==== Excerpted records ====
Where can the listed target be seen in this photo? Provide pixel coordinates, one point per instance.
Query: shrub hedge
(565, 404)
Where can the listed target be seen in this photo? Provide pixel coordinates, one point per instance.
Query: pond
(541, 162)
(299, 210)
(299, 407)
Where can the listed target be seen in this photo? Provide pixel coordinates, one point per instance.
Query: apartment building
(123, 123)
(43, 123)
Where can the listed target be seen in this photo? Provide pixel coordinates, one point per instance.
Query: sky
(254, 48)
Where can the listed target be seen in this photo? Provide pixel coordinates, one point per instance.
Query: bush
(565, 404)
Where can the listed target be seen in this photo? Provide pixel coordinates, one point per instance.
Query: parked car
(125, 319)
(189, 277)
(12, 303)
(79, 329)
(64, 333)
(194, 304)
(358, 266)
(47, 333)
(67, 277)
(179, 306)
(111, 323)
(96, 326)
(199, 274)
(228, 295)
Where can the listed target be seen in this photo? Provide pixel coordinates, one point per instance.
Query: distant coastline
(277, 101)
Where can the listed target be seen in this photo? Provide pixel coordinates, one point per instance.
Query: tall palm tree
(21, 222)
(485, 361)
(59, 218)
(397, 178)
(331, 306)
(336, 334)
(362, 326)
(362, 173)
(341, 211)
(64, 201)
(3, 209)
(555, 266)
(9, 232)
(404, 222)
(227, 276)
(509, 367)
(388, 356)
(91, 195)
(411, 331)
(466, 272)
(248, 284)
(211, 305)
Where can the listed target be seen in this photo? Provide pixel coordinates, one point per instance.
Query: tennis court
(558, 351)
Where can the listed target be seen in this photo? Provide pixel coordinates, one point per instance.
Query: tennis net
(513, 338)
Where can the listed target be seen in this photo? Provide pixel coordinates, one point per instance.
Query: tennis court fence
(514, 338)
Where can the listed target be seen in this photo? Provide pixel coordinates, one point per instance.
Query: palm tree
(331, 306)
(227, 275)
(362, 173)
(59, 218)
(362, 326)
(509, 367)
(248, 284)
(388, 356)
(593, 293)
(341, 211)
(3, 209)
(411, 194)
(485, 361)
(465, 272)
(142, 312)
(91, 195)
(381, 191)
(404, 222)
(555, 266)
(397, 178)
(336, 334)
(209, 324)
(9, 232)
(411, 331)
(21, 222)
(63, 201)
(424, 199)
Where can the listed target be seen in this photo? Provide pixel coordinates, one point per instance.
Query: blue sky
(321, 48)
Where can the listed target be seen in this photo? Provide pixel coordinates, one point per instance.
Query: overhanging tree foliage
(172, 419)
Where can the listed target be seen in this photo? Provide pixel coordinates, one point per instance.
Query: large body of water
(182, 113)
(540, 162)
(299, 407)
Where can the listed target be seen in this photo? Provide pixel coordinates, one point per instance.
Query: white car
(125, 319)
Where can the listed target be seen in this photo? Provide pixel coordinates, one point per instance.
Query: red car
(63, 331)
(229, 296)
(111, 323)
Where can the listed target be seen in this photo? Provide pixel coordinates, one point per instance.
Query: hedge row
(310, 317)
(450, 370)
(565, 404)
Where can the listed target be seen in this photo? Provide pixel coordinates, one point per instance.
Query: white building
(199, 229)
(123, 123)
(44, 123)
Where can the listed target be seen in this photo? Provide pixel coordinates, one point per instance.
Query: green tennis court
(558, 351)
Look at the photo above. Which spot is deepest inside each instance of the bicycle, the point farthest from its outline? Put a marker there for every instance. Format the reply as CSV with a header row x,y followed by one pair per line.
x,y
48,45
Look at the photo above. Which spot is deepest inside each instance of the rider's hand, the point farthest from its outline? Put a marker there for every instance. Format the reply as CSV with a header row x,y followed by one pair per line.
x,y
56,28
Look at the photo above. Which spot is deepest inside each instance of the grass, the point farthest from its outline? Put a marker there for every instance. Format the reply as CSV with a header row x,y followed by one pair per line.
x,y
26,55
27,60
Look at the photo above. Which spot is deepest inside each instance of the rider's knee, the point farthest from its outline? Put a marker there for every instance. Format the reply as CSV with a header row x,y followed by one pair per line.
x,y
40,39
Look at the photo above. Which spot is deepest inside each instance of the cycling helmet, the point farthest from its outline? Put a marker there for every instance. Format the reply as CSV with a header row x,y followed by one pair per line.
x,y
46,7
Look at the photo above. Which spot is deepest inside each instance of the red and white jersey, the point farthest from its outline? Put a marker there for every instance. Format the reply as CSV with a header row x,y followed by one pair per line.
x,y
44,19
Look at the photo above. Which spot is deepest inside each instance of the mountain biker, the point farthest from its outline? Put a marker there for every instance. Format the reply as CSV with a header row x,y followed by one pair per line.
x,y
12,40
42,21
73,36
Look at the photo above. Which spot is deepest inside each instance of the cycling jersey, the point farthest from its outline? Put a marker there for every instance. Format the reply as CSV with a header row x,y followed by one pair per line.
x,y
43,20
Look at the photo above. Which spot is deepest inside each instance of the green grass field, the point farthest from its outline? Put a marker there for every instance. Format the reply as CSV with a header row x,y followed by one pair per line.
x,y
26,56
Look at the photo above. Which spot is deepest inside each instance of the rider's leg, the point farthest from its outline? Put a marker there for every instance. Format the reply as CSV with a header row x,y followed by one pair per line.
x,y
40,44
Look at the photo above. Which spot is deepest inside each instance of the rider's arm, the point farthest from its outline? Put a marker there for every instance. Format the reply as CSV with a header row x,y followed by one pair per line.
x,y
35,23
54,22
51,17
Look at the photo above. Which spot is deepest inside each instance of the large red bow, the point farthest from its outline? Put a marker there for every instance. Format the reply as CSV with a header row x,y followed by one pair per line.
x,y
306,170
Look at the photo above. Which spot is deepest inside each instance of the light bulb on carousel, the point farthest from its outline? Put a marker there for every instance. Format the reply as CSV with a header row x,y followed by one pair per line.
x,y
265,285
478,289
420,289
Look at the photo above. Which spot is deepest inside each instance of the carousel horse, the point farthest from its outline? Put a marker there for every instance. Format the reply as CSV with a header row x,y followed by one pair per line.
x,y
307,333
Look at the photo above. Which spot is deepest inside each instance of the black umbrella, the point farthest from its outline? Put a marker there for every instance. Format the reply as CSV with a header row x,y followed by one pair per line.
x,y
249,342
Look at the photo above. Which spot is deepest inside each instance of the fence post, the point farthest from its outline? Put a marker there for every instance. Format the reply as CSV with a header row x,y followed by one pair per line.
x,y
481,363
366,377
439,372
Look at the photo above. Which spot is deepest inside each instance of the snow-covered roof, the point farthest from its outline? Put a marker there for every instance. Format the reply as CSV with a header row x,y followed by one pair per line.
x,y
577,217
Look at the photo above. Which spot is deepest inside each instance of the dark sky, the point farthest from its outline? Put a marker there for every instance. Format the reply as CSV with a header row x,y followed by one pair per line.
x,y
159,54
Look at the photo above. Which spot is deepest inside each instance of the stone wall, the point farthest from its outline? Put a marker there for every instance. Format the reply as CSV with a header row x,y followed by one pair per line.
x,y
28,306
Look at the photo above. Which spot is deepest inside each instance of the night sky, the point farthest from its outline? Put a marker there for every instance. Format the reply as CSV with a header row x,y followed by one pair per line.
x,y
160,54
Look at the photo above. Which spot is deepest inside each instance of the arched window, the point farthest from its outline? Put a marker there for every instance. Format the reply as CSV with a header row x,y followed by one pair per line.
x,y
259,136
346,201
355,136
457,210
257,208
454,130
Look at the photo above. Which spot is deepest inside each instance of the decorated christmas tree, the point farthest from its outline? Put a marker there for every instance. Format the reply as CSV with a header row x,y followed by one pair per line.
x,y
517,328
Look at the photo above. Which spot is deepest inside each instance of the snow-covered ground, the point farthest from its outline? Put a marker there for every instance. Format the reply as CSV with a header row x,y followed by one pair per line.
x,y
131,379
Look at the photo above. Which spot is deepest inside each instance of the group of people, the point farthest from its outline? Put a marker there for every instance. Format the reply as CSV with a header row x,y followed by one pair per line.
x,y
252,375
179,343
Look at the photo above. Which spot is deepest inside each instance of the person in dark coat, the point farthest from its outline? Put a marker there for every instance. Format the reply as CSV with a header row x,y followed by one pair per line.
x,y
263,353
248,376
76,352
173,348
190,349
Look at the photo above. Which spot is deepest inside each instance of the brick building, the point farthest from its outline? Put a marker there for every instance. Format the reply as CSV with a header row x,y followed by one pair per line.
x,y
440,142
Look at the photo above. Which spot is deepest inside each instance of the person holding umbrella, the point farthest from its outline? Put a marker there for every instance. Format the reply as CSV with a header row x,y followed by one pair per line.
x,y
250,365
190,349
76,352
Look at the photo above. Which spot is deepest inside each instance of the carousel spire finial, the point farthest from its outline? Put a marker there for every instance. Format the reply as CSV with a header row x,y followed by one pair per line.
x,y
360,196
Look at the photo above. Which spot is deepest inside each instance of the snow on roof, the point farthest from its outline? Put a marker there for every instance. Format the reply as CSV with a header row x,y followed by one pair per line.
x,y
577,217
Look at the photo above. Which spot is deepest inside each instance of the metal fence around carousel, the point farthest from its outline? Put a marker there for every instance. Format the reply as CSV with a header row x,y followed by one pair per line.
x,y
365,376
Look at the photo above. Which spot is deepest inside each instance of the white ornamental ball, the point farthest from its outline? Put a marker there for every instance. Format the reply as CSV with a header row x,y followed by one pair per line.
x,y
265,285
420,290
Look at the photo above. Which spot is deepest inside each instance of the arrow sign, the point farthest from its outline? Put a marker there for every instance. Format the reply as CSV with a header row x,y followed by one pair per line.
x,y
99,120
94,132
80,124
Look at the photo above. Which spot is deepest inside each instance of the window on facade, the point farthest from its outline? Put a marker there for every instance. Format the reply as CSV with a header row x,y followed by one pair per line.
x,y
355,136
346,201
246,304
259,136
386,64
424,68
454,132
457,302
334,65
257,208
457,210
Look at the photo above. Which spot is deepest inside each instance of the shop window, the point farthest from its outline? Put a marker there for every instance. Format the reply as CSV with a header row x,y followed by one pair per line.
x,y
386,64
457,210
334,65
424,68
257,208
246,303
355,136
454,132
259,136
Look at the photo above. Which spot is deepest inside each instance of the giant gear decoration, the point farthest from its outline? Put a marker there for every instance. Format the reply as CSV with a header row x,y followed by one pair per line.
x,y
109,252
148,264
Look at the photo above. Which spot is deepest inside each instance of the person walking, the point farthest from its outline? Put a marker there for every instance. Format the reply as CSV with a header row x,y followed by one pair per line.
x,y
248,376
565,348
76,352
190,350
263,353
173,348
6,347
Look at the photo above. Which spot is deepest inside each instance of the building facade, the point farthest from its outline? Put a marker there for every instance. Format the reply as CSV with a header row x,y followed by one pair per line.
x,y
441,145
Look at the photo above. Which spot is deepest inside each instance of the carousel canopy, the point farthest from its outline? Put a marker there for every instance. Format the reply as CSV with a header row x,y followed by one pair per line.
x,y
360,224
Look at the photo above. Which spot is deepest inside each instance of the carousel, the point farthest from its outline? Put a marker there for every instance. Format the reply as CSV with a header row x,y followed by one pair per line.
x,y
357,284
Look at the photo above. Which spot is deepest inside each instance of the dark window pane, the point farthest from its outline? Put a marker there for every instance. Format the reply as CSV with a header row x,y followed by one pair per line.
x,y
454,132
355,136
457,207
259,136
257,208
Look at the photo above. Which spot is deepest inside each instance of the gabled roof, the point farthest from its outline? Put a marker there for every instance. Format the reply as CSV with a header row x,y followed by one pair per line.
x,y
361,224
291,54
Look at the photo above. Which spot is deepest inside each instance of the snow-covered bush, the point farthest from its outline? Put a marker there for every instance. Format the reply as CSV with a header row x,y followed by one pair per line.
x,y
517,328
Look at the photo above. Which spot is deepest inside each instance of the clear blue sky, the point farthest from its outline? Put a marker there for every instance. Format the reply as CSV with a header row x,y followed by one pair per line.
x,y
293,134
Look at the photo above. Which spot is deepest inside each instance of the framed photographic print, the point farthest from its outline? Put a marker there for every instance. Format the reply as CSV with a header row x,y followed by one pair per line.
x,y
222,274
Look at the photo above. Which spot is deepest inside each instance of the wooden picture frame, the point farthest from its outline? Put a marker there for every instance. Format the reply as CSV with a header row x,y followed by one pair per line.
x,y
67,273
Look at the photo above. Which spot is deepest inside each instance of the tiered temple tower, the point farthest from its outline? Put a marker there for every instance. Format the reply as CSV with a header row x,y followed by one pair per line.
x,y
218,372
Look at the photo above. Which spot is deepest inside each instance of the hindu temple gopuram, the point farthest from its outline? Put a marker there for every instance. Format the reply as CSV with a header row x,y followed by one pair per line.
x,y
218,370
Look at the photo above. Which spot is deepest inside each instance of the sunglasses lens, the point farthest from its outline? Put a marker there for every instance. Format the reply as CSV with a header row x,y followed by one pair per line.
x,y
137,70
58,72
====
#### Set problem:
Find the line containing "of the hindu". Reproduce it exactly, along with every line after it through the last.

#### Result of this task:
Look at the photo above. Which spot is deepest inside each instance of the hindu temple gopuram, the point farthest from its outline? Put a marker there for every instance. Format the reply as CSV with a header row x,y followed by one pair per line.
x,y
218,370
Look at the photo above. Which spot is deepest inside each instance of the sunglasses lens, the point farthest from its outline? Put a marker there for every instance. Format the reply as CSV with a header row x,y followed by one pair per line.
x,y
137,70
58,72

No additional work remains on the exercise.